• What is required: Copy out each line of the entries where the word "flooring" is present.

• Extracted data entries:
------------------------------

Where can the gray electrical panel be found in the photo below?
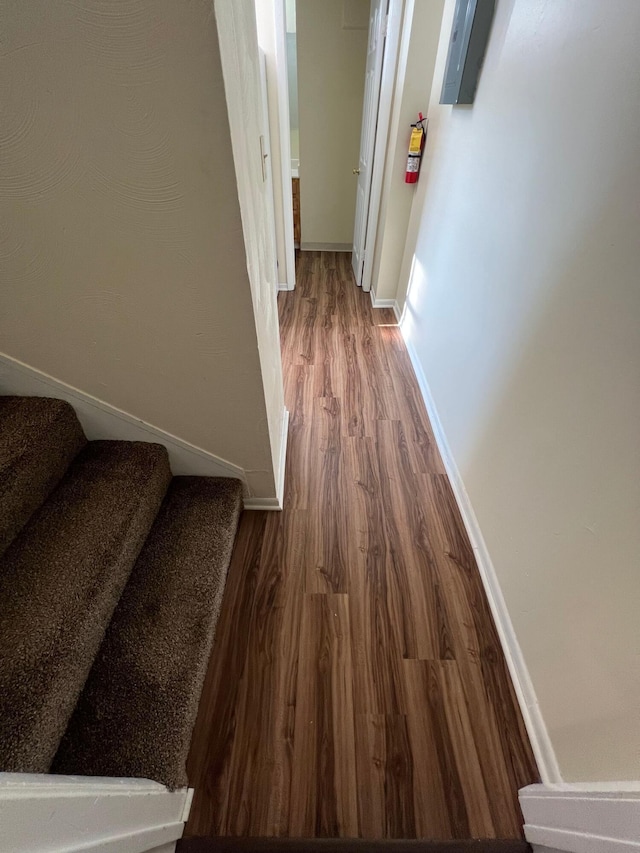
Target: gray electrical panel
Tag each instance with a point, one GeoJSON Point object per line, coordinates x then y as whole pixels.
{"type": "Point", "coordinates": [469, 37]}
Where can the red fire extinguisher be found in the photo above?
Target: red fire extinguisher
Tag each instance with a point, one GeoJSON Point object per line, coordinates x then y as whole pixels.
{"type": "Point", "coordinates": [416, 147]}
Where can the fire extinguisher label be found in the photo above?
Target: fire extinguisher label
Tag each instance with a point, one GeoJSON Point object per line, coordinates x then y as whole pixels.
{"type": "Point", "coordinates": [415, 143]}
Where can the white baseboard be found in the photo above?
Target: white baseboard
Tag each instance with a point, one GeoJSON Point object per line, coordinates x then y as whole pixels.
{"type": "Point", "coordinates": [276, 503]}
{"type": "Point", "coordinates": [534, 722]}
{"type": "Point", "coordinates": [78, 814]}
{"type": "Point", "coordinates": [101, 420]}
{"type": "Point", "coordinates": [570, 818]}
{"type": "Point", "coordinates": [383, 303]}
{"type": "Point", "coordinates": [326, 247]}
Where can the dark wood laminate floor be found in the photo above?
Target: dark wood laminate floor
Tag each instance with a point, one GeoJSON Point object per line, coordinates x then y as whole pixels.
{"type": "Point", "coordinates": [357, 686]}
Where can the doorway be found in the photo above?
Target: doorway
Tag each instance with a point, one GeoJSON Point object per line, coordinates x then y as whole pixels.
{"type": "Point", "coordinates": [338, 118]}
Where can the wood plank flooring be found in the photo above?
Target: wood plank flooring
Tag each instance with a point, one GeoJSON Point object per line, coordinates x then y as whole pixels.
{"type": "Point", "coordinates": [357, 687]}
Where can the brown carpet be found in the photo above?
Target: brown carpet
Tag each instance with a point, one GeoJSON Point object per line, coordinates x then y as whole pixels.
{"type": "Point", "coordinates": [347, 845]}
{"type": "Point", "coordinates": [137, 711]}
{"type": "Point", "coordinates": [39, 439]}
{"type": "Point", "coordinates": [60, 581]}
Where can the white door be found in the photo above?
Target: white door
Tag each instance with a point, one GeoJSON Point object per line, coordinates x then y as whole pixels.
{"type": "Point", "coordinates": [267, 175]}
{"type": "Point", "coordinates": [373, 76]}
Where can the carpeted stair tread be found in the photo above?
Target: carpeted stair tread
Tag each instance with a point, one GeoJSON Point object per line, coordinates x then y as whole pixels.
{"type": "Point", "coordinates": [39, 438]}
{"type": "Point", "coordinates": [136, 713]}
{"type": "Point", "coordinates": [60, 581]}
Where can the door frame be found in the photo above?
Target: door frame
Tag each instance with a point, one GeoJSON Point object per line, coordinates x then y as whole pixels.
{"type": "Point", "coordinates": [385, 103]}
{"type": "Point", "coordinates": [387, 84]}
{"type": "Point", "coordinates": [285, 141]}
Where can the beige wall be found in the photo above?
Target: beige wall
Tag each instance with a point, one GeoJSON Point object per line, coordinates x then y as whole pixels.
{"type": "Point", "coordinates": [524, 311]}
{"type": "Point", "coordinates": [123, 262]}
{"type": "Point", "coordinates": [331, 66]}
{"type": "Point", "coordinates": [416, 62]}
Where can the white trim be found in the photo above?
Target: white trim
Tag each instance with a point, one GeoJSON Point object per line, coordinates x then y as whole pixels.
{"type": "Point", "coordinates": [385, 100]}
{"type": "Point", "coordinates": [276, 503]}
{"type": "Point", "coordinates": [282, 461]}
{"type": "Point", "coordinates": [326, 247]}
{"type": "Point", "coordinates": [570, 819]}
{"type": "Point", "coordinates": [532, 715]}
{"type": "Point", "coordinates": [80, 813]}
{"type": "Point", "coordinates": [186, 811]}
{"type": "Point", "coordinates": [285, 140]}
{"type": "Point", "coordinates": [102, 420]}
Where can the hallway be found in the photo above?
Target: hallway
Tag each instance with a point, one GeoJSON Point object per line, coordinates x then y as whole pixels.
{"type": "Point", "coordinates": [357, 686]}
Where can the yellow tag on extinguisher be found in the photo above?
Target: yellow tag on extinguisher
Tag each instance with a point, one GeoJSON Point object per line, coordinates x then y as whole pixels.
{"type": "Point", "coordinates": [415, 143]}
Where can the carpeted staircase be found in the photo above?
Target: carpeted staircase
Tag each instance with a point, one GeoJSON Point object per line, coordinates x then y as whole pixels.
{"type": "Point", "coordinates": [111, 579]}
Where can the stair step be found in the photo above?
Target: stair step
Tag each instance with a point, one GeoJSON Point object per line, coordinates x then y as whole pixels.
{"type": "Point", "coordinates": [220, 844]}
{"type": "Point", "coordinates": [137, 711]}
{"type": "Point", "coordinates": [39, 438]}
{"type": "Point", "coordinates": [60, 581]}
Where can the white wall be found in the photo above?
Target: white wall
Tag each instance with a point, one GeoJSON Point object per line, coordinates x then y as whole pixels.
{"type": "Point", "coordinates": [416, 63]}
{"type": "Point", "coordinates": [332, 44]}
{"type": "Point", "coordinates": [524, 314]}
{"type": "Point", "coordinates": [266, 30]}
{"type": "Point", "coordinates": [123, 262]}
{"type": "Point", "coordinates": [237, 32]}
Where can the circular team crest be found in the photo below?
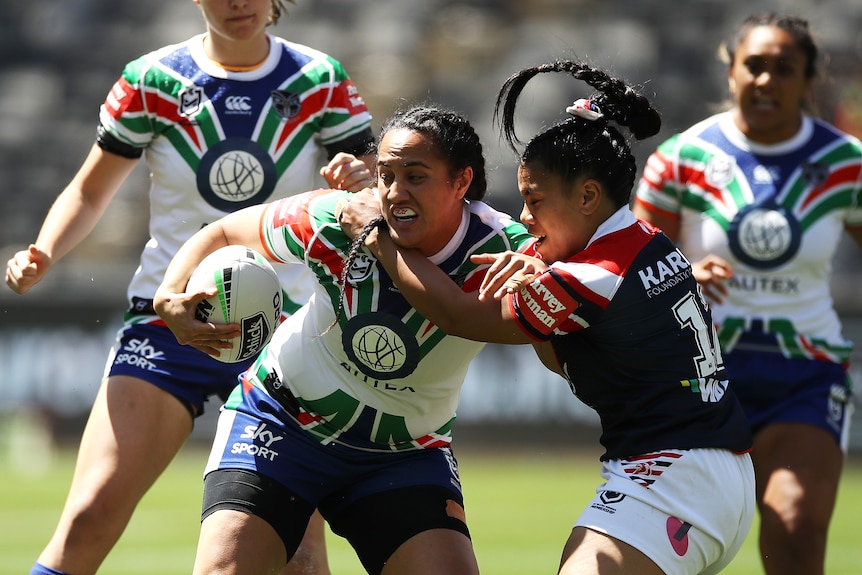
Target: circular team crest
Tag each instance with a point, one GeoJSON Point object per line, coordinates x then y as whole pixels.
{"type": "Point", "coordinates": [380, 345]}
{"type": "Point", "coordinates": [764, 237]}
{"type": "Point", "coordinates": [236, 173]}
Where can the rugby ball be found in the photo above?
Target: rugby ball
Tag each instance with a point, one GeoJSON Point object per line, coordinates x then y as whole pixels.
{"type": "Point", "coordinates": [249, 294]}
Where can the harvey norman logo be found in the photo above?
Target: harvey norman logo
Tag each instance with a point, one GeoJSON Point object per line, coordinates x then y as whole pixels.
{"type": "Point", "coordinates": [665, 273]}
{"type": "Point", "coordinates": [542, 303]}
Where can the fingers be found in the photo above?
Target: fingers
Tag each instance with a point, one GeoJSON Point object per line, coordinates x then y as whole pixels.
{"type": "Point", "coordinates": [347, 172]}
{"type": "Point", "coordinates": [509, 272]}
{"type": "Point", "coordinates": [26, 268]}
{"type": "Point", "coordinates": [354, 214]}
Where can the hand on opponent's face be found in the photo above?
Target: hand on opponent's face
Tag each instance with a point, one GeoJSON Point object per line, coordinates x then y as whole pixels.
{"type": "Point", "coordinates": [355, 213]}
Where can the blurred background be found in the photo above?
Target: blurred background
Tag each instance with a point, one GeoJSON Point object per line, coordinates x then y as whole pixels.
{"type": "Point", "coordinates": [59, 58]}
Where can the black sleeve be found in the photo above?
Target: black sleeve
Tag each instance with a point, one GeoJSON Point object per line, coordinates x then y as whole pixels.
{"type": "Point", "coordinates": [359, 144]}
{"type": "Point", "coordinates": [111, 144]}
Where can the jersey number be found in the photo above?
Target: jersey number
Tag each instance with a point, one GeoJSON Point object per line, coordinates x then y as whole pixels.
{"type": "Point", "coordinates": [690, 316]}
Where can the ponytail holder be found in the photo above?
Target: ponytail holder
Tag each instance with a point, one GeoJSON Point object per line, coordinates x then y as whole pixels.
{"type": "Point", "coordinates": [585, 109]}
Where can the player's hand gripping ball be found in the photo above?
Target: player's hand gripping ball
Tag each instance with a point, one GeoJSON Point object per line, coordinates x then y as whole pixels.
{"type": "Point", "coordinates": [249, 294]}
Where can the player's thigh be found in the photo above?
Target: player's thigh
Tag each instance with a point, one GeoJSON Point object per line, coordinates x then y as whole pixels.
{"type": "Point", "coordinates": [434, 552]}
{"type": "Point", "coordinates": [797, 466]}
{"type": "Point", "coordinates": [134, 430]}
{"type": "Point", "coordinates": [237, 542]}
{"type": "Point", "coordinates": [589, 552]}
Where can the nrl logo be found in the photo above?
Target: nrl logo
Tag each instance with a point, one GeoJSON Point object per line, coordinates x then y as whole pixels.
{"type": "Point", "coordinates": [191, 100]}
{"type": "Point", "coordinates": [286, 104]}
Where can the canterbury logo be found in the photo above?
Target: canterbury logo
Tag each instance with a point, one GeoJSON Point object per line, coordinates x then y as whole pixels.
{"type": "Point", "coordinates": [237, 103]}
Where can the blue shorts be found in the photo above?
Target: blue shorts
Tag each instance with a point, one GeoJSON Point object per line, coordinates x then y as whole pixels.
{"type": "Point", "coordinates": [258, 435]}
{"type": "Point", "coordinates": [776, 389]}
{"type": "Point", "coordinates": [149, 351]}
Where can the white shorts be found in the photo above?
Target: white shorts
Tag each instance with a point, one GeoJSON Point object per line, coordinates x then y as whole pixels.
{"type": "Point", "coordinates": [688, 511]}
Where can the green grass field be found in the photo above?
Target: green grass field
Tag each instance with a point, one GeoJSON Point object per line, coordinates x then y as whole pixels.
{"type": "Point", "coordinates": [520, 507]}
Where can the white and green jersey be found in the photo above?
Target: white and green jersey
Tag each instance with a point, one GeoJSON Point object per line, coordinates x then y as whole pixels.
{"type": "Point", "coordinates": [383, 377]}
{"type": "Point", "coordinates": [776, 213]}
{"type": "Point", "coordinates": [216, 141]}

------------------------------

• Written answer:
Where can the wood plank flooring be found in the photo above?
Target: wood plank flooring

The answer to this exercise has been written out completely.